Dataset excerpts:

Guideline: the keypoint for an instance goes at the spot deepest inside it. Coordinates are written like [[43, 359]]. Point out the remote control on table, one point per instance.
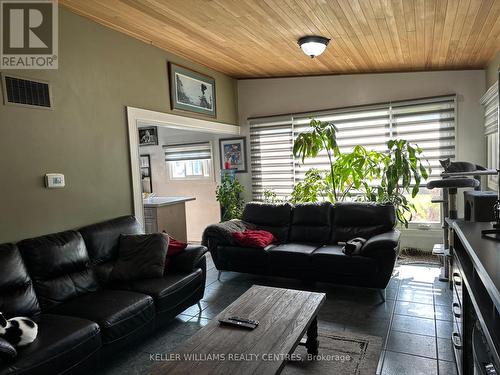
[[244, 320], [239, 322]]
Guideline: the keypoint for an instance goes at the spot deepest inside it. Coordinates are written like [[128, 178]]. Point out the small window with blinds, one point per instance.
[[490, 104], [428, 122], [189, 161]]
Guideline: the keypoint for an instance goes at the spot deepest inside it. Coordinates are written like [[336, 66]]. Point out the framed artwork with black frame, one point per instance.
[[148, 136], [145, 166], [233, 154], [191, 91]]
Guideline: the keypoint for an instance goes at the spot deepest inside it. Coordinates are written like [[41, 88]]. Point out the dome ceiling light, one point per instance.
[[313, 45]]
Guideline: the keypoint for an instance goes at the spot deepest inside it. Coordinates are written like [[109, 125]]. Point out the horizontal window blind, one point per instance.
[[490, 104], [368, 126], [188, 151], [428, 122], [272, 164]]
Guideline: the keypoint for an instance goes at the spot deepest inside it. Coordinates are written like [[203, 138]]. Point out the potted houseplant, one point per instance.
[[228, 194]]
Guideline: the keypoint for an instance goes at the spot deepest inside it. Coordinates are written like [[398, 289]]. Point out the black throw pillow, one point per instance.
[[353, 247], [7, 351], [141, 256]]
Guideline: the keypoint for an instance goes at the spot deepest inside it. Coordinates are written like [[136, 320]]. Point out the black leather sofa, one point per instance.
[[308, 248], [62, 282]]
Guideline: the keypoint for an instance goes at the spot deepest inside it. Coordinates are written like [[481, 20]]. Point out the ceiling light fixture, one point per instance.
[[313, 45]]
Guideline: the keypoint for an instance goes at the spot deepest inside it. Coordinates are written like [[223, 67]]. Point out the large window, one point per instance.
[[428, 122], [189, 161]]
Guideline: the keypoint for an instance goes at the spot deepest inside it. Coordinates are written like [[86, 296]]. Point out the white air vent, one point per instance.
[[26, 92]]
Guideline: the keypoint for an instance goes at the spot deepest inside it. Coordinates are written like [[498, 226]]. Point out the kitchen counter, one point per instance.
[[165, 201]]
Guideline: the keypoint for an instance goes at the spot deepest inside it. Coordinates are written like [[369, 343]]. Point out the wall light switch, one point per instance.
[[54, 181]]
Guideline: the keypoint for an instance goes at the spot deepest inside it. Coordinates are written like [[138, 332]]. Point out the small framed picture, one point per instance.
[[148, 136], [145, 165], [191, 91], [233, 154]]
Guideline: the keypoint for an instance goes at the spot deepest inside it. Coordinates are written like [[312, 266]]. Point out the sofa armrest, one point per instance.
[[191, 258], [7, 351], [382, 245]]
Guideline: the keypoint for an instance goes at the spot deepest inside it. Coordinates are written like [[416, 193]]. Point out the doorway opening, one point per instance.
[[175, 166]]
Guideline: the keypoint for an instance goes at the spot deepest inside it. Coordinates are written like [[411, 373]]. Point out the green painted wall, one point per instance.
[[492, 71], [85, 136]]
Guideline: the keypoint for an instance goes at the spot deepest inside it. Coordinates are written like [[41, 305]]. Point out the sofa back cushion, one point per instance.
[[274, 218], [17, 296], [352, 219], [311, 223], [103, 240], [59, 266]]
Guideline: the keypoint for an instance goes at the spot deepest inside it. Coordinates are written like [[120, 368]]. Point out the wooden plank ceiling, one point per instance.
[[257, 38]]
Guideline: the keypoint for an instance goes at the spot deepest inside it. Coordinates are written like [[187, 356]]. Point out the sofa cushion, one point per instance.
[[244, 258], [274, 218], [62, 343], [352, 219], [117, 312], [254, 238], [7, 350], [142, 256], [311, 223], [59, 265], [17, 296], [291, 255], [169, 291], [331, 259], [102, 240]]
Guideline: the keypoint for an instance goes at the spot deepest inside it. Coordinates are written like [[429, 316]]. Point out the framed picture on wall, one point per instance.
[[145, 166], [233, 154], [191, 91], [148, 136]]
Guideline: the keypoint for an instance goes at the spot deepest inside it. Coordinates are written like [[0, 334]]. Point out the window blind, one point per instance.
[[428, 122], [490, 104], [272, 163], [188, 151]]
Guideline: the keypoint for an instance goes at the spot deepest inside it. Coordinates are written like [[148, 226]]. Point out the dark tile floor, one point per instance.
[[415, 321]]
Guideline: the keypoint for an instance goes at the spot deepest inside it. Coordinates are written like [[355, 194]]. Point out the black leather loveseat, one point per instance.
[[62, 282], [309, 237]]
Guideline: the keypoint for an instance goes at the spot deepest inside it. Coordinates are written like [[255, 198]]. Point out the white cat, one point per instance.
[[19, 331]]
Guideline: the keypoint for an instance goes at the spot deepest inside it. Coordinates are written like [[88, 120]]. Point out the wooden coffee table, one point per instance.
[[284, 315]]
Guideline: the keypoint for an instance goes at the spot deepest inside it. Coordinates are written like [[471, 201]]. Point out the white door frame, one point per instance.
[[136, 116]]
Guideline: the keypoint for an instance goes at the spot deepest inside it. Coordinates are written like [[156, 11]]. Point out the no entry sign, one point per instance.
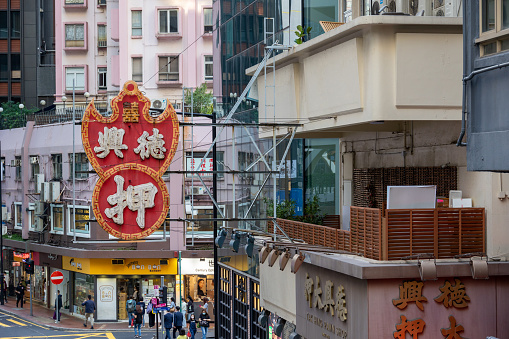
[[57, 277]]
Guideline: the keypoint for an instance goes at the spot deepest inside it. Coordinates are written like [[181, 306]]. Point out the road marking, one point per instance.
[[16, 322]]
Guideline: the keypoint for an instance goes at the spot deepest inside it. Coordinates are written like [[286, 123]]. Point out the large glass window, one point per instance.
[[57, 218], [81, 220], [56, 160], [83, 287], [319, 10], [136, 29], [15, 25], [76, 74], [74, 35], [81, 167], [169, 68], [168, 21], [137, 69]]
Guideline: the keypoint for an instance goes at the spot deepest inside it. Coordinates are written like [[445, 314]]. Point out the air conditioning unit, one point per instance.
[[39, 179], [54, 191], [159, 103], [45, 192], [197, 190]]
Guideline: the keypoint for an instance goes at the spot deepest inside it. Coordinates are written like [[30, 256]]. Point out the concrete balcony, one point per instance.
[[372, 71]]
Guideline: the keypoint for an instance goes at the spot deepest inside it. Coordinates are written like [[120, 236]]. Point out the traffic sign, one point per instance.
[[57, 277]]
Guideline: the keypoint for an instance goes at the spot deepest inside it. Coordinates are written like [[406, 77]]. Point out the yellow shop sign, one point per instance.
[[129, 267]]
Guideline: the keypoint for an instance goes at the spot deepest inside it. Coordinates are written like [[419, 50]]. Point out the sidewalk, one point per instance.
[[44, 316]]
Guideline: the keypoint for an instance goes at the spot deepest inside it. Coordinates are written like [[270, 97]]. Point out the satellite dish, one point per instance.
[[157, 104]]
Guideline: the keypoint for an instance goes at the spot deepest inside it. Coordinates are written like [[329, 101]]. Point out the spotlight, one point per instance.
[[250, 246], [235, 242], [221, 237], [273, 257], [297, 261], [280, 325], [264, 253], [283, 260]]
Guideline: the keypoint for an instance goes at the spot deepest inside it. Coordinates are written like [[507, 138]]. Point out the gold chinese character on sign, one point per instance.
[[341, 303], [328, 302], [413, 327], [453, 295], [317, 294], [410, 291], [309, 284], [453, 331], [131, 112]]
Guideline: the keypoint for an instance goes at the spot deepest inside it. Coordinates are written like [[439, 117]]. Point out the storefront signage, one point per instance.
[[194, 266], [132, 266], [130, 151], [21, 255], [451, 294]]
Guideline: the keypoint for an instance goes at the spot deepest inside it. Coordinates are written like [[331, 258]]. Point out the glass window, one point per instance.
[[3, 25], [56, 160], [4, 73], [78, 75], [168, 21], [208, 67], [83, 287], [75, 35], [81, 166], [15, 25], [137, 69], [169, 68], [136, 29], [17, 214], [82, 219], [101, 36], [34, 164], [101, 78], [207, 20], [17, 164], [57, 218]]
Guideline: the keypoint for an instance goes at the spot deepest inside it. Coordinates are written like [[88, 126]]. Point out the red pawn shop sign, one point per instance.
[[57, 277], [130, 151]]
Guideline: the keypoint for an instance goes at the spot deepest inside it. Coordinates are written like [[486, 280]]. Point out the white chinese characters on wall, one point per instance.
[[148, 145]]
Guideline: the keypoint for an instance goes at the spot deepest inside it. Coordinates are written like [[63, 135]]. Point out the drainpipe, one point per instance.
[[466, 79]]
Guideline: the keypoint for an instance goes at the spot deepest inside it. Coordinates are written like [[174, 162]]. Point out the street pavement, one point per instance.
[[17, 323]]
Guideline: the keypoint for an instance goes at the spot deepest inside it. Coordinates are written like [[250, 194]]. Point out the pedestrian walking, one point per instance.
[[20, 294], [130, 307], [168, 323], [192, 326], [89, 311], [138, 320], [178, 321], [204, 323], [190, 307], [58, 306]]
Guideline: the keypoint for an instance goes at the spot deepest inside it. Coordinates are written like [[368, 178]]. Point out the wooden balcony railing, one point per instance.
[[442, 232]]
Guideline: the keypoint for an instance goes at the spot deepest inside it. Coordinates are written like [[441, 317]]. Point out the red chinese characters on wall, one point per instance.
[[130, 150]]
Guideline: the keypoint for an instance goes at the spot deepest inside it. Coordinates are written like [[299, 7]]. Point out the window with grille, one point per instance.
[[101, 78], [169, 68], [208, 67], [75, 35], [101, 36], [207, 20], [81, 167], [137, 69], [168, 21], [136, 23]]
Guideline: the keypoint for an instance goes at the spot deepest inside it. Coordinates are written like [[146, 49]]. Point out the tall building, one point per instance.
[[382, 78], [27, 52]]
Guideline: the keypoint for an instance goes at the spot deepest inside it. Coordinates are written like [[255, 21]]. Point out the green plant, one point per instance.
[[302, 33], [201, 99]]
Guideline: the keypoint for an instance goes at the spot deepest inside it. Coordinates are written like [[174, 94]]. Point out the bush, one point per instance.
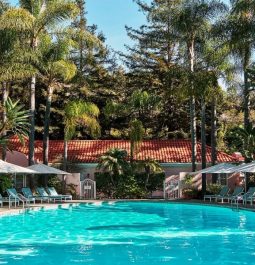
[[5, 183], [128, 188], [104, 185], [155, 181], [55, 182], [192, 193], [213, 188], [71, 189]]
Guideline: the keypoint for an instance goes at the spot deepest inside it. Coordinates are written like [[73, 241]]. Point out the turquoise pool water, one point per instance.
[[129, 233]]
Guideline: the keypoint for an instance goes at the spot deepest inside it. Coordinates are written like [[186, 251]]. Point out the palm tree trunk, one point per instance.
[[4, 98], [192, 110], [246, 96], [31, 157], [65, 155], [47, 127], [213, 137], [203, 143]]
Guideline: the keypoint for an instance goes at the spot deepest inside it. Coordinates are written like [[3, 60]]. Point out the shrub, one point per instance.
[[128, 188], [55, 182], [104, 184], [213, 188], [71, 189], [5, 183]]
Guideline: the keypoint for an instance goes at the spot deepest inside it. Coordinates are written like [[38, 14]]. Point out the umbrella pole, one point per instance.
[[245, 187]]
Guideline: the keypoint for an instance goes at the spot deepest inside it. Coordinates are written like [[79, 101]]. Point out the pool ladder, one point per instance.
[[235, 205]]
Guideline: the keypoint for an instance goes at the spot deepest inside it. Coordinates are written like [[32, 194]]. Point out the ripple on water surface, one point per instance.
[[129, 233]]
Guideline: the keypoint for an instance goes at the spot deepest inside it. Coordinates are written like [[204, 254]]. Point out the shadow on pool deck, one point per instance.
[[10, 211]]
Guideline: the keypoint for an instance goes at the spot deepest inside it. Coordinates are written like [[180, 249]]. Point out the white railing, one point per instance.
[[88, 189], [171, 187]]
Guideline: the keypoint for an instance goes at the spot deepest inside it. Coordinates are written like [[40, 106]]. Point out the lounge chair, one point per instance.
[[13, 194], [249, 196], [28, 194], [42, 192], [52, 191], [8, 200], [224, 192], [238, 191]]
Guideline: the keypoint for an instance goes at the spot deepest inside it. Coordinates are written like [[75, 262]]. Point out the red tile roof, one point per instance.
[[88, 151]]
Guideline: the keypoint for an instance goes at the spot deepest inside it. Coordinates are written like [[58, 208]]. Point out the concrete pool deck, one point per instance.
[[5, 210]]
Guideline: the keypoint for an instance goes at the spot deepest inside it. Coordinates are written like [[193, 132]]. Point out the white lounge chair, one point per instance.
[[52, 191], [42, 192], [238, 191], [29, 194], [13, 194], [249, 196], [223, 192]]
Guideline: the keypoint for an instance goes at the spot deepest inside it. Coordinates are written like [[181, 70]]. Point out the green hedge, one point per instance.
[[128, 186]]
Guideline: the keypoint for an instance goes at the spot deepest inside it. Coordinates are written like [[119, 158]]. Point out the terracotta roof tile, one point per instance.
[[88, 151]]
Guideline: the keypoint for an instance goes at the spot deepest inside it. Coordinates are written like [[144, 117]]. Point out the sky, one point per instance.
[[111, 16]]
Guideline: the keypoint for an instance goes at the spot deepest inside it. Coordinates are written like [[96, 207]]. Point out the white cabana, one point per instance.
[[12, 169], [47, 170], [8, 168], [245, 168]]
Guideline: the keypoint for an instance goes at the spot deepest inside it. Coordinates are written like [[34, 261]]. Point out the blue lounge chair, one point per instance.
[[52, 191], [224, 192], [29, 194], [8, 200]]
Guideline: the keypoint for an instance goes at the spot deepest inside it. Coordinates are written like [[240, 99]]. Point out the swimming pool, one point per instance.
[[129, 233]]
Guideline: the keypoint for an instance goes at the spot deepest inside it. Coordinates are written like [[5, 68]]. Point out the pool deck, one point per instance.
[[35, 207]]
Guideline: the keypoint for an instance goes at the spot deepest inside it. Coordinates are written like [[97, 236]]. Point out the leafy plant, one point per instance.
[[128, 188], [213, 188], [55, 182], [5, 183]]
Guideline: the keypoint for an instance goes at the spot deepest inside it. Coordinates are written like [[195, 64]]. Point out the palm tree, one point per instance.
[[150, 167], [191, 21], [136, 133], [16, 121], [244, 140], [54, 69], [83, 114], [32, 19], [239, 35], [114, 161]]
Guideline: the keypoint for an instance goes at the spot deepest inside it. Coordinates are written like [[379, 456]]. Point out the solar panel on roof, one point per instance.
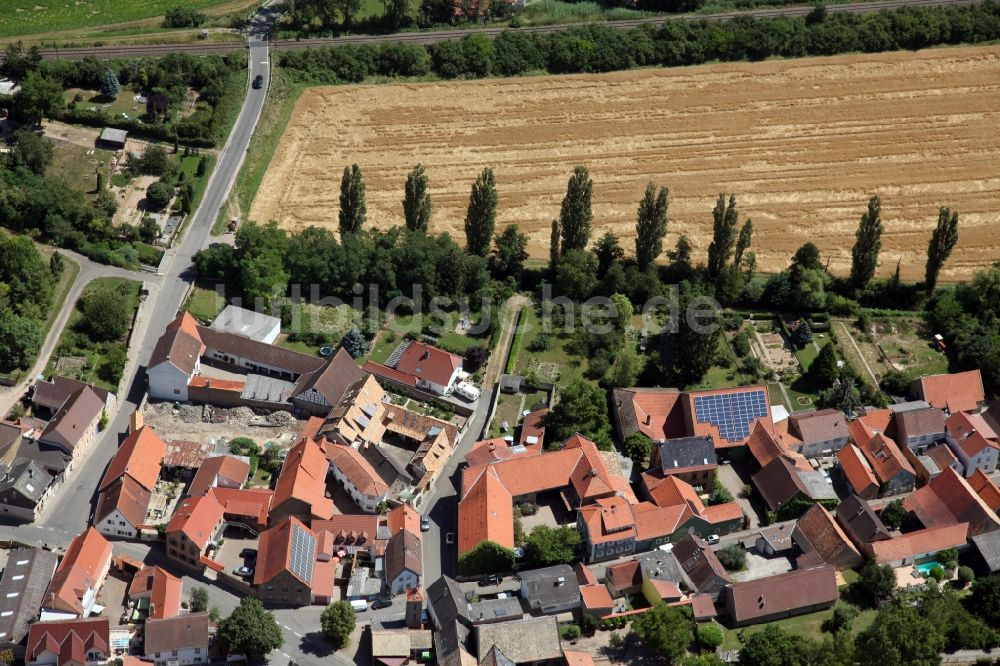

§ **What you have to do**: Write the lines out exactly, beginning at the line that holds "tree, one point per instance." and stopping after the last line of the entries; include no pictures.

§ **Exercise solution**:
Guideline: the keypoint for an instance goes at the spot deepest inside it. Coordinates are written like [[195, 64]]. Point out the palm tree, one point per instance.
[[150, 167], [191, 21], [136, 133], [16, 121], [244, 140], [54, 69], [83, 114], [32, 19], [239, 35], [114, 161]]
Guideline: the keypoint for an instance goes at the spot deepest inside it. Coordinates are written like [[379, 456]]. Point out the solar panel on roof, one point per instance.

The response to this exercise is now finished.